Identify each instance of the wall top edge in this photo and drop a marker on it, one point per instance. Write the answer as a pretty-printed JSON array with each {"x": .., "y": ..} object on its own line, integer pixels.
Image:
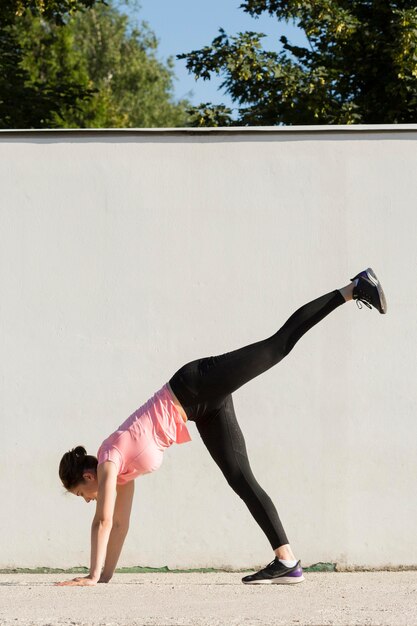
[{"x": 227, "y": 130}]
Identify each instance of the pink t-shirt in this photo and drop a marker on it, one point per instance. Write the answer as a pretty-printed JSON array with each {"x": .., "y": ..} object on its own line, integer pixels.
[{"x": 137, "y": 446}]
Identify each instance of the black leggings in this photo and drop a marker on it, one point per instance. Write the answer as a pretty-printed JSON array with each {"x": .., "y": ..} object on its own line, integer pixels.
[{"x": 204, "y": 388}]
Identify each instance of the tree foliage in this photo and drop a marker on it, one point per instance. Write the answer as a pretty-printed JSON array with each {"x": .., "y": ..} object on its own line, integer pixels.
[
  {"x": 360, "y": 65},
  {"x": 87, "y": 69}
]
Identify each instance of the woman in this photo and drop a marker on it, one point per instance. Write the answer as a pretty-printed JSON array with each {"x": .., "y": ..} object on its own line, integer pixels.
[{"x": 201, "y": 392}]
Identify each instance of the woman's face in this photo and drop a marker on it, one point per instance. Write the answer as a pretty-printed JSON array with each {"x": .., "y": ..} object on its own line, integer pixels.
[{"x": 88, "y": 488}]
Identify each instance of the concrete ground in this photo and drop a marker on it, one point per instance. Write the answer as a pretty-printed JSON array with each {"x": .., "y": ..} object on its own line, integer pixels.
[{"x": 215, "y": 599}]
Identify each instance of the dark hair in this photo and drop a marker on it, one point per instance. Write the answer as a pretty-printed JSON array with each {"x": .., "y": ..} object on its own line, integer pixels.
━━━━━━━━
◆ **WHAT TO DO**
Reproduce the material word for word, starting at the line that contains "Identify each instance of the concrete" and ending at the final line of the material, with both of those lines included.

◆ **TASK SOLUTION**
Identify each instance of the concrete ground in this photo and drop a marker on it, one point per instance. Write the answer as a pretty-printed JSON array with each {"x": .., "y": ..} object on its own line, integer pixels.
[{"x": 215, "y": 599}]
Identify each instance of the dark hair in this photo and drop a marker on it, one point per instance. Write the answer as a pretty-printed JSON array with each {"x": .., "y": ..} object on its own line, integer pixels.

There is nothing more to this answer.